#### [ENTRIES SUPPLIED]

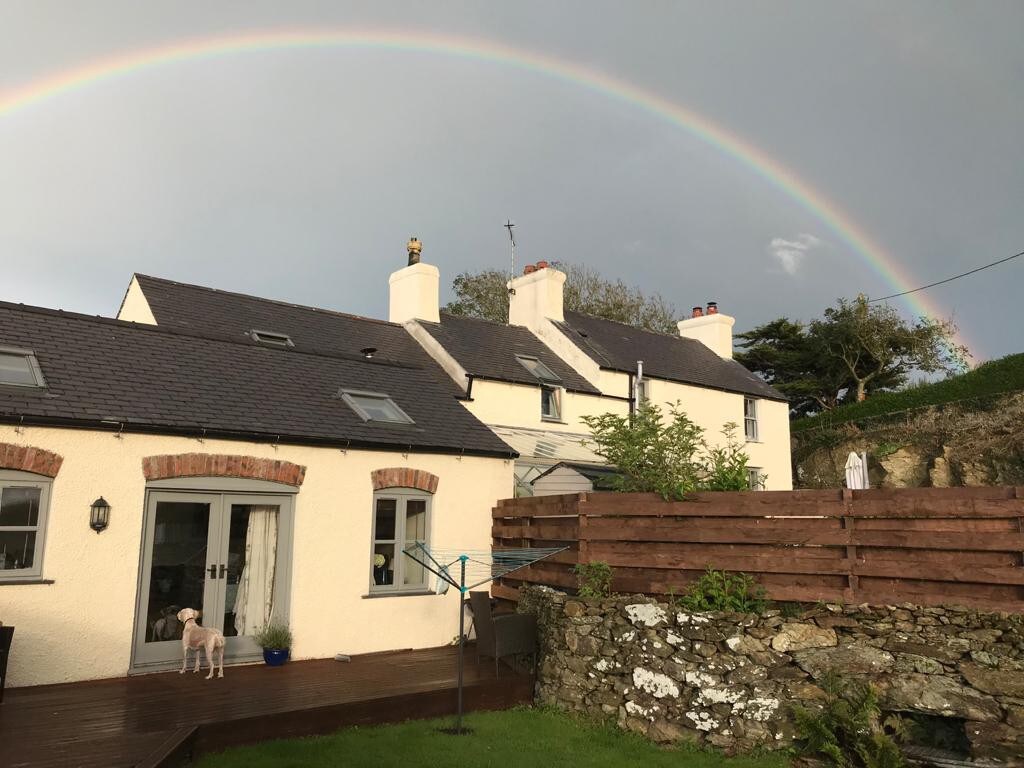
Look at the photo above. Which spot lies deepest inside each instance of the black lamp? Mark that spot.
(99, 514)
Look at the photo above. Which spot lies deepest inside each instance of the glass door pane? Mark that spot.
(251, 560)
(176, 572)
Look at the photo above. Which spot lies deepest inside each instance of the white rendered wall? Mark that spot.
(81, 626)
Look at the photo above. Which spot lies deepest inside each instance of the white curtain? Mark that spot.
(254, 601)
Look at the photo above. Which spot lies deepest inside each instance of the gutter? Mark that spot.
(116, 428)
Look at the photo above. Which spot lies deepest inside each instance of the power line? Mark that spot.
(947, 280)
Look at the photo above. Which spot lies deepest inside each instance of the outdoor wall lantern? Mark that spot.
(99, 514)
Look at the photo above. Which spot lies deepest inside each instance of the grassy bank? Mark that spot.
(503, 739)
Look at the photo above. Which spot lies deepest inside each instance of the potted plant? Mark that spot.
(275, 639)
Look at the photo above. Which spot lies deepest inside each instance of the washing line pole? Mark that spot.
(462, 634)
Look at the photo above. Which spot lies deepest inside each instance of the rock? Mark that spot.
(937, 694)
(947, 652)
(849, 659)
(664, 731)
(996, 682)
(749, 675)
(995, 741)
(573, 608)
(833, 621)
(802, 636)
(924, 665)
(646, 614)
(655, 683)
(744, 644)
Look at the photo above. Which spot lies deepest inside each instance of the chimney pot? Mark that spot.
(414, 247)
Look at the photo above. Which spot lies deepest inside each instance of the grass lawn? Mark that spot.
(503, 739)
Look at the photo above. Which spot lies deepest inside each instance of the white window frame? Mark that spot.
(10, 478)
(349, 395)
(556, 400)
(751, 426)
(400, 497)
(526, 359)
(34, 368)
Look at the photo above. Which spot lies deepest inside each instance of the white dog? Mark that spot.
(200, 638)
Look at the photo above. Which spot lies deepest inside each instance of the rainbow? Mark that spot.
(698, 126)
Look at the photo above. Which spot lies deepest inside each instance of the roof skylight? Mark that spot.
(375, 407)
(271, 337)
(19, 368)
(538, 369)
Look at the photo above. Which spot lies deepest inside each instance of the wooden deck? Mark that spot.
(153, 720)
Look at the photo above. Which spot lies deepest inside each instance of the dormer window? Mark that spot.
(541, 372)
(19, 368)
(272, 338)
(375, 407)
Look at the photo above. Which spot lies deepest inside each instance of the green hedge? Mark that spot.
(994, 377)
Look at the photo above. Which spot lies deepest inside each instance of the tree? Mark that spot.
(799, 366)
(670, 456)
(484, 295)
(855, 349)
(873, 343)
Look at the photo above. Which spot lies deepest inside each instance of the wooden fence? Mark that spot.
(925, 546)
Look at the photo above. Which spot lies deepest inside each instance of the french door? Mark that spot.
(226, 555)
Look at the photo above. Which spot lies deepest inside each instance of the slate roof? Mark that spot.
(487, 350)
(617, 346)
(208, 311)
(165, 379)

#### [WHAT YOU NEED TO DO]
Rewrite every row above with "spot" replaced by "point" each time it occurs, and leave everything else unchanged. Omit the pictures from your copy.

#### [EXPECTED ANSWER]
Look at the photo above. Which point lies deepest inside each instance of the black lamp? Mark that point.
(99, 514)
Look at the photo above. Which point lies deepest inside each instance of the glass door pane? Mark that point.
(251, 560)
(176, 572)
Look at the photo above. Which point lies deepest inside each instance of the white rendered wall? Mark that point.
(81, 626)
Look at the photo above. Which point lies deepest inside each instance of the white curtain? Mark that point.
(254, 601)
Look at the photo above. Which point lies deepest inside each instance of the gutter? Mark that point.
(116, 428)
Look at the photo above. Which point lies deepest inside each instance of the power line? Mark that point.
(947, 280)
Look at the photo above. Which point lies deepest inside each instance of the outdoor wall lantern? Mark that point.
(99, 514)
Look at the photo above. Which point lies deepest inside each instance of the grassy bank? Mark that point.
(503, 739)
Look at the photo above. Which point lies deepest inside each instance of the potted plant? Mark that point.
(275, 639)
Look at the photo above. Which point lies deepest inside each instance of the washing line pole? Mark that point.
(462, 634)
Look at the photo above. Which point lies deepest inside each instance of the rock? Mark that point.
(937, 694)
(947, 652)
(849, 659)
(664, 731)
(996, 682)
(749, 675)
(995, 741)
(573, 608)
(833, 621)
(802, 636)
(924, 665)
(646, 614)
(655, 683)
(744, 644)
Look at the photo above. Which point lies deepest inside each instance of the chimney pot? Mark that point.
(414, 247)
Look at the photo above. Which point lies deepest inside each instance of the grass lawn? Mark that point.
(503, 739)
Look at the photo above. Which point lies deepest inside each instance of the white window frame? Mark that point.
(10, 478)
(349, 395)
(556, 400)
(751, 426)
(400, 497)
(526, 359)
(34, 368)
Look at the photo above. Which point lies deepest inside each instance of the white dog? Mark that point.
(200, 638)
Look at the photo above. Which point lies deepest inside each instance of the rainbow? Mark that point.
(698, 126)
Look at the photo above. Which point lies deepest inside each instance of the roof skylight? Mark that point.
(375, 407)
(271, 337)
(19, 368)
(538, 369)
Look at the photo above. Which point lies deepest inside each instance of the wooden deck? Mark that point.
(153, 720)
Look at the photo above. Which point lies deepest inside each instance of the dormer window? Mark that point.
(541, 372)
(19, 368)
(272, 338)
(375, 407)
Look at the photo above. Which point lies deepest inside each instance of the green hedge? Mark that point.
(994, 377)
Look at the photo above. Which point lies deepest inside each instance of the tree? Mark that point.
(799, 366)
(670, 456)
(484, 295)
(855, 349)
(873, 343)
Look at the photo above. Which point lies deepest inside each instance of the wooden fence? Mark that point.
(925, 546)
Look at the photo above. Which point lies deepest inside each instance of the french door? Mark that point.
(226, 555)
Look at the photo above. Which point lies deepest inside each instance of the slate roof? Mark that point.
(487, 350)
(617, 346)
(208, 311)
(165, 379)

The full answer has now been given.